Entries supplied:
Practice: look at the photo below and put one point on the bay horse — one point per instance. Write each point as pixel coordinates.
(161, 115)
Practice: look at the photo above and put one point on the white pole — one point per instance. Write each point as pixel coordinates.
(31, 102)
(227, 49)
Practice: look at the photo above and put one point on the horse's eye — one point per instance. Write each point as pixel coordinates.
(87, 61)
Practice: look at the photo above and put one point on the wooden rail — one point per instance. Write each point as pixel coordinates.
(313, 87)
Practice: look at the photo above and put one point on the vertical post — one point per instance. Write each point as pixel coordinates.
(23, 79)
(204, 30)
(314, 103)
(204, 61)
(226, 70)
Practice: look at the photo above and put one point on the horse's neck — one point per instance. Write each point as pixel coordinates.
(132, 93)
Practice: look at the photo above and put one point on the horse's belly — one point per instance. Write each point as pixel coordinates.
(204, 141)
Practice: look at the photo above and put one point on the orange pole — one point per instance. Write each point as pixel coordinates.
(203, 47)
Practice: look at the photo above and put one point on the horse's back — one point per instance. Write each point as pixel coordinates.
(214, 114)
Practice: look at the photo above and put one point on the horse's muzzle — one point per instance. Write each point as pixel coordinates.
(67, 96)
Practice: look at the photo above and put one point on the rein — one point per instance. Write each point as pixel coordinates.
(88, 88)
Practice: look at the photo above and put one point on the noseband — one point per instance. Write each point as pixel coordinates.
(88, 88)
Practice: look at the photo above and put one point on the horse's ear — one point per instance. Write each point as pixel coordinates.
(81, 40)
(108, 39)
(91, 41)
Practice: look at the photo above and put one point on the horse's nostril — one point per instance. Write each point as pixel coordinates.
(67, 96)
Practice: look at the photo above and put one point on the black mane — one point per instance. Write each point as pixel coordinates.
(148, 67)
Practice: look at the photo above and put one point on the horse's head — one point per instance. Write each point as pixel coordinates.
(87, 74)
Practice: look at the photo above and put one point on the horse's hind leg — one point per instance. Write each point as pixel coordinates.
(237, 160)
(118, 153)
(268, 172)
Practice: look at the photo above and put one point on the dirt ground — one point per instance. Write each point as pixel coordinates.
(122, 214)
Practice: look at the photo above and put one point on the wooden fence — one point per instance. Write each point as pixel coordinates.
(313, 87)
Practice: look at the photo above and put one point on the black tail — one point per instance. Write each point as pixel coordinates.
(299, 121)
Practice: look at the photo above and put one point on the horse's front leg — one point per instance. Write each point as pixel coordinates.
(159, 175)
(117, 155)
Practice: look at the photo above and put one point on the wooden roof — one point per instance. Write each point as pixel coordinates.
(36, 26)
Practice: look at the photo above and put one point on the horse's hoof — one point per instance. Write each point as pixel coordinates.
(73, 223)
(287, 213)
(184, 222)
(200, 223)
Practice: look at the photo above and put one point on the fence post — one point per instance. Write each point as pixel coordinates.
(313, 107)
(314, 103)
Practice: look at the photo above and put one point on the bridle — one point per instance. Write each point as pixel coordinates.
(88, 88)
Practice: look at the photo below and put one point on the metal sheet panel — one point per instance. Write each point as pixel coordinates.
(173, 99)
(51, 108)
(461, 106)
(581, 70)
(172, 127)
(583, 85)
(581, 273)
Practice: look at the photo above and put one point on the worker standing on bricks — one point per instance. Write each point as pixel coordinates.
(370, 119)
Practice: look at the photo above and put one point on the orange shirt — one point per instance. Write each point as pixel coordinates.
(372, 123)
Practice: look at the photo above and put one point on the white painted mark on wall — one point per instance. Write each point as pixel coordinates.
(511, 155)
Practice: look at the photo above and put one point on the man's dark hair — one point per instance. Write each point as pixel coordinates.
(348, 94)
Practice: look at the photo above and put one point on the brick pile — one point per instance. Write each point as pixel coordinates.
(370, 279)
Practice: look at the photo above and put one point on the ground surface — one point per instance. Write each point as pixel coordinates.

Stated goal:
Rewrite all the records above, replacing "pixel coordinates" with "(x, y) pixel coordinates" and keeping everything else the same.

Correct result:
Practice: look at the photo below and put one point on the bay horse — one point per instance. Write each point as (x, y) pixel coordinates.
(161, 115)
Practice: look at the photo above and put one point on the white pole — one point per instance. Write each point as (x, y) pixel coordinates.
(31, 102)
(227, 49)
Practice: look at the photo above and put one point on the horse's eye — one point per instance. Write each point as (x, y) pixel coordinates.
(87, 61)
Practice: look at the photo above and put one point on the wooden rail — one point per instance. Write each point as (x, y) pixel coordinates.
(313, 87)
Practice: look at the photo above and put one point on the vertical post — one point per instance. Write each point as (x, y) pixel coordinates.
(23, 79)
(204, 30)
(314, 103)
(204, 61)
(226, 70)
Practice: look at the photo above and put one point on the horse's neck — one point per instance. Write each point as (x, y) pixel coordinates.
(132, 93)
Practice: look at the photo above and put one point on the horse's belly — one point per instance. Write each point as (x, y) pixel coordinates.
(204, 141)
Practice: look at the photo above and put one point on the orange pole — one point per instance. Write each point as (x, y) pixel coordinates.
(203, 47)
Practice: look at the photo above and put one point on the horse's back — one point per instance. Write each point as (x, y) pixel coordinates.
(214, 114)
Practice: look at the photo above and put one point on the horse's muzzle — one point per instance. Write each point as (x, y) pixel coordinates.
(67, 96)
Practice: look at the photo above and put one point on the rein — one point per instance. Write each point as (x, y) pixel coordinates.
(88, 88)
Practice: look at the photo above and put one point on the noseband — one point per instance. Write each point as (x, y) pixel coordinates.
(88, 88)
Practice: look at the photo above and put one point on the horse's ear — one point per instance. Write each point as (x, y) pixel coordinates.
(81, 40)
(108, 39)
(91, 41)
Practice: look at the photo above and put one point on the horse's nostril — one point per instance. Write each point as (x, y) pixel coordinates.
(67, 96)
Practice: look at the photo above and put one point on the black mane — one point per instance. Write each point as (x, y) pixel coordinates.
(148, 67)
Practice: look at the photo above and put one point on the horse's head — one point per instance. Write each point as (x, y) pixel coordinates.
(87, 74)
Practice: look at the photo above and put one point on the horse's hind leg — one point per instance. Write each point as (x, y) pixel coordinates.
(237, 160)
(118, 153)
(268, 172)
Practice: look at the photo above and put one point on the dirt ground — one point per instance. Write each point as (x, y) pixel coordinates.
(122, 214)
Practice: look at the photo above and put one point on the wooden fence — one point per instance. Write each point as (x, y) pixel coordinates.
(313, 87)
Practice: look at the photo above and put one point on the black tail — one point per instance. Write each point as (x, y) pixel coordinates.
(299, 121)
Practice: look at the photo above and put one point on the horse's front leg — one point per instance. Write each point as (x, y) pixel coordinates.
(159, 175)
(117, 155)
Practice: look at the photo above and put one point on the wooden roof — one point per instance. Write each point as (x, y) pixel coordinates.
(36, 26)
Practice: look at the photo above and put one point on the horse's hoof — one point per instance. Write each point as (x, y) pixel coordinates.
(73, 223)
(287, 213)
(184, 222)
(200, 223)
Practice: look at the photo above and put one point on the fence post — one point per instance. Write each point as (x, y) pixel coordinates.
(313, 107)
(314, 103)
Practice: look at the photo above and put one point on the bridle — one point per instance. Write each point as (x, y) pixel coordinates.
(88, 88)
Practice: look at the photo below and put one point on the metal sheet panel — one point per instance. Write each point as (x, y) pixel coordinates.
(173, 99)
(51, 108)
(461, 106)
(581, 70)
(172, 127)
(583, 85)
(581, 273)
Practice: look at the photo above and put one point on the worker standing on bricks — one point per instance. Write each point as (x, y) pixel coordinates.
(370, 119)
Practice: look at the photo above and put one point on the orange shirt — one point per instance. Write each point as (x, y) pixel coordinates.
(372, 123)
Practice: look at the photo above and put one point on the white painted mark on wall — one point per instance. Write each point as (x, y) pixel coordinates.
(511, 155)
Practice: look at the photo above and put one point on the man's dark hair — one point per instance. Write each point as (x, y) pixel coordinates.
(348, 94)
Practice: look at the photo above and put one point on the brick pile — one point per instance. Write each point as (x, y) pixel coordinates.
(370, 279)
Practice: look at the photo above and put one point on the ground surface — one point per instance. Write each point as (x, y) pixel coordinates.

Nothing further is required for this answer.